- **Exercise**:
The expected output is the complete data, reproduced exactly.

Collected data
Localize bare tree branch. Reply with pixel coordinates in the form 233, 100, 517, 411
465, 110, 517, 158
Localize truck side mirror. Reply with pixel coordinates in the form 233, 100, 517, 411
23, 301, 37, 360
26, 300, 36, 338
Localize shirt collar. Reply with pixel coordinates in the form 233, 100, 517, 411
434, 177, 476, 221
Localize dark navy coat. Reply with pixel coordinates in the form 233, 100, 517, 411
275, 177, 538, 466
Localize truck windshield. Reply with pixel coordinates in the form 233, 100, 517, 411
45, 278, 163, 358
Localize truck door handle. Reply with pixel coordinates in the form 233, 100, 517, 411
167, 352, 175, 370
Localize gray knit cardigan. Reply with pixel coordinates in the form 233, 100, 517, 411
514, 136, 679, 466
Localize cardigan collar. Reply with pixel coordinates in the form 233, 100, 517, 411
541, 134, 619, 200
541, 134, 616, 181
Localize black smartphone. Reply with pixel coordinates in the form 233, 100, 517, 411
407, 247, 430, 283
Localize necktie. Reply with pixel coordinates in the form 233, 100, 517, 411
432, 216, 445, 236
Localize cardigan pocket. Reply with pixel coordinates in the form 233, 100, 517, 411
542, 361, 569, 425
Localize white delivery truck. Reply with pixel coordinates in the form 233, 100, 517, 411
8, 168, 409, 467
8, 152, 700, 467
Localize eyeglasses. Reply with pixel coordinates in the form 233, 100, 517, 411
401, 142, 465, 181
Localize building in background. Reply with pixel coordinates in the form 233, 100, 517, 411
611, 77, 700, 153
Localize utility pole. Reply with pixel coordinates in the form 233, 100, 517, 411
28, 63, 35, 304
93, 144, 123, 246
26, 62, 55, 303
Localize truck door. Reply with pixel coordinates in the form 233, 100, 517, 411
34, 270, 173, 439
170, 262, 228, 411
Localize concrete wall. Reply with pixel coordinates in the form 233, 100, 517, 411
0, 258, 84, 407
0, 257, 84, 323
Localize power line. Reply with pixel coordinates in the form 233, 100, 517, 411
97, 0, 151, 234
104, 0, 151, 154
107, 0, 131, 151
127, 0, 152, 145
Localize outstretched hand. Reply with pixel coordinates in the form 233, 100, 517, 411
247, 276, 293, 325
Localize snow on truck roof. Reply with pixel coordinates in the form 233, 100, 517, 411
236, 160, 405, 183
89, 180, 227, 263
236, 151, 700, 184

- **Exercise solution**:
Localize bare tree branch. Reply with pixel coordinates in the form 233, 100, 517, 411
465, 110, 517, 158
Localize truck side mirror. Reply with pixel coordinates in the form 233, 100, 517, 411
23, 301, 37, 360
26, 300, 36, 338
Localize shirt collar. Reply with pixel coordinates in the form 233, 100, 517, 411
434, 177, 476, 221
Localize dark navy coat. Reply with pixel coordinates in the form 233, 100, 517, 411
275, 177, 538, 466
Localize truck windshield. Reply with pixel coordinates in the form 233, 100, 517, 411
45, 278, 163, 358
Localize truck door handle. Reply with pixel coordinates in the form 233, 100, 517, 411
167, 352, 175, 370
Localize gray knit cardigan. Reply with pixel coordinates in the form 233, 100, 517, 411
514, 136, 679, 466
Localize cardigan collar. Reply with pixel coordinates in the form 233, 100, 517, 411
541, 134, 619, 200
541, 134, 616, 181
Localize black smartphone. Reply with pixel coordinates in the form 233, 100, 517, 411
407, 247, 430, 283
Localize necktie. Reply with pixel coordinates in the form 233, 100, 517, 411
432, 216, 445, 236
Localize cardigan pocket. Reply with pixel coordinates in the form 233, 100, 517, 411
542, 361, 569, 425
Localize white delivery truck. Reply with pixel coordinates in the form 233, 100, 517, 411
8, 168, 409, 467
8, 152, 700, 467
Localize eyeglasses. Reply with pixel coordinates in the form 233, 100, 517, 411
401, 142, 465, 181
Localize building in background. Reply with pixel coordinates in the form 233, 100, 517, 411
611, 77, 700, 153
Localize utility pole. Reply with pixel coordinates in the form 233, 100, 517, 411
28, 63, 35, 304
93, 144, 123, 246
26, 62, 55, 303
Localize truck door. Reply with pixel coordinates in the form 233, 100, 517, 411
34, 270, 173, 439
170, 262, 228, 411
Localize concrete wall. Reply with pixel coordinates in the form 233, 100, 517, 411
0, 258, 84, 407
0, 257, 84, 323
Localize power line. Reply with pixel coordinates in the form 233, 100, 517, 411
97, 0, 151, 234
104, 0, 151, 154
107, 0, 131, 151
127, 0, 152, 145
Localize outstretched hand. Reply with pixel coordinates in the form 233, 100, 517, 411
247, 276, 293, 325
Localize snow on truck roof. Reply with pixel coordinates in the form 233, 100, 517, 411
236, 160, 405, 183
89, 180, 227, 263
236, 151, 700, 184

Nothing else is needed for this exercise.